---- Supplied records

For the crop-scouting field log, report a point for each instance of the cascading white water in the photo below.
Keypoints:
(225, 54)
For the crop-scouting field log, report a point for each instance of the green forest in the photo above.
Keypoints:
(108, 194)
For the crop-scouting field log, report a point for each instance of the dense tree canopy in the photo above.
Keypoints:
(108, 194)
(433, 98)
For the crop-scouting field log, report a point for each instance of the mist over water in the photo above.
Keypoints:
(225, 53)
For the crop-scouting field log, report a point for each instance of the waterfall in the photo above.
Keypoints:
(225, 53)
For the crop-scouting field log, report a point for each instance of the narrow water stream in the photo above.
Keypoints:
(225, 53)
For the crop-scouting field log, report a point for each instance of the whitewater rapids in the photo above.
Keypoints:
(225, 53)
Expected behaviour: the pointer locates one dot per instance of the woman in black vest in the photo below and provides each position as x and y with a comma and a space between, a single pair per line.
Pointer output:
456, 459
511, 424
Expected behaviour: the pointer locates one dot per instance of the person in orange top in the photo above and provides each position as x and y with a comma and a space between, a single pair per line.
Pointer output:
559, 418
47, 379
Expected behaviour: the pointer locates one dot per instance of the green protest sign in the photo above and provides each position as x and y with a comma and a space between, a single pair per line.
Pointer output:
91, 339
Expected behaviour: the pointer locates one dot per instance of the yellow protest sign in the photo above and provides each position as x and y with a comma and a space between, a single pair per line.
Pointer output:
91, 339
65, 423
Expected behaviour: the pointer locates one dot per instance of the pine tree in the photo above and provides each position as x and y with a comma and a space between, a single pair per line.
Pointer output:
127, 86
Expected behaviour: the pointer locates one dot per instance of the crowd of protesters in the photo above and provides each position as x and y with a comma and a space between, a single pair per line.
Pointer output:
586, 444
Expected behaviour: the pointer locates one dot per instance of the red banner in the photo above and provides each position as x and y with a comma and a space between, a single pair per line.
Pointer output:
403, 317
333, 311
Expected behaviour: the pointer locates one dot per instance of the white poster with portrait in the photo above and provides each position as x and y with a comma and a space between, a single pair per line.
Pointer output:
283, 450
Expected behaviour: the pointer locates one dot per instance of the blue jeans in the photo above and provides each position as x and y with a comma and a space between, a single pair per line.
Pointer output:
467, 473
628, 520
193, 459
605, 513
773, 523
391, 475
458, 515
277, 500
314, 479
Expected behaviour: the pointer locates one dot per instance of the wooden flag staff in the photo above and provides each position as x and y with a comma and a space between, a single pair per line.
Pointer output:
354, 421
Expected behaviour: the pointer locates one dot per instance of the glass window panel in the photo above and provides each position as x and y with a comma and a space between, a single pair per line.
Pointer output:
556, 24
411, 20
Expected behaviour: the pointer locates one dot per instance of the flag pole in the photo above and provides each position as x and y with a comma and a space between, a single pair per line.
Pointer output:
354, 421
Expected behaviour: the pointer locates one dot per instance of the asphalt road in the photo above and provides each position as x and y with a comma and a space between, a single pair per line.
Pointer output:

--------

» What to work on: When you copy the material, keep every line exactly as it stands.

» Response:
For the crop-scouting field log, report a point for each instance of the cascading white water in the photo below.
Keypoints:
(225, 54)
For the crop-scouting field log, report a point for each instance of the green forest in the photo above.
Keypoints:
(108, 194)
For the crop-scouting field log, report a point for each instance of the dense tree canopy in the photo above.
Keypoints:
(108, 194)
(433, 98)
For the crop-scouting field log, report a point for each instance of the mist over water in the photo above.
Keypoints:
(225, 53)
For the crop-scouting field log, report a point for each instance of the waterfall in the photo above.
Keypoints:
(225, 53)
For the crop-scouting field log, report a point for each instance of the narrow water stream in the photo above.
Keypoints:
(225, 53)
For the crop-scouting field log, report a point for each instance of the whitewater rapids in the photo above.
Keypoints:
(225, 53)
Expected behaviour: the pointer locates one dot per instance of the woman in black vest in the photo below and provides each position as x and y with a comma and a space between, a single pair per line.
Pointer output:
456, 459
511, 424
Expected behaviour: the pointer locates one dot per instance of the person in orange top in the photo above and provides each position as x and y with a comma and a space between, a single pair per line.
Pointer output:
559, 418
47, 379
Expected behaviour: the pointer locates one dot per instance of the green protest sign in the photo above and provides each position as x and y with a comma and a space between, a single pair per line.
Pointer output:
91, 339
Expected behaviour: the pointer locates one dot per instance of the yellow protest sign in the photo above and provides each position as x and y with a comma and a space between, a single pair per line.
Pointer output:
91, 339
65, 423
Expected behaviour: the pointer locates one dot per instance of the pine tree in the photo above and provides each position as x and y with a comma and a space between, a single pair per line.
Pointer output:
127, 86
Expected behaviour: the pointer locates one dot per instance of the crowd of protesters in the photo above and provides each position as x and y with a comma and a space between, a single pair per line.
Pointer output:
586, 444
Expected behaviour: the pointer locates one dot per instance of the red banner in the photo above and provides each position as x and y with a comma and a space between, a single pair per line.
Pointer output:
403, 317
333, 311
Expected behaviour: the pointer locates one dot per instance of the white poster with portrait in the photo above and provides each position as x and y with a comma and a space between, a single pair per line.
Pointer output:
283, 450
Expected behaviour: the pointer locates one dot per instance of the blue jeans in the photo above and provides each position as x and y with a comma and a space between, a single pair per line.
Pointer output:
467, 473
628, 520
193, 459
605, 513
773, 523
391, 475
458, 515
277, 500
314, 479
Expected behaviour: the pointer locates one dot per instance of the wooden flag staff in the photo above and provides each position as x and y with a comma and a space between, a single pair per line.
Pointer output:
354, 421
Expected behaviour: the pointer locates one dot per instance of the glass window panel in the photo above and provides each position as x and y with a comma and a space between, a single pair per line.
Pointer output:
556, 24
411, 20
Expected behaviour: the pointer locates one dot per instance of the flag pole in the photo above and provides each position as x and y with a comma and a space between, a single pair per line.
Pointer output:
354, 421
Expected behaviour: the pointer locates one dot per instance of the asphalt road in the photo above and provides each position as x and y with a comma and a space between, a single pair per line.
Pointer output:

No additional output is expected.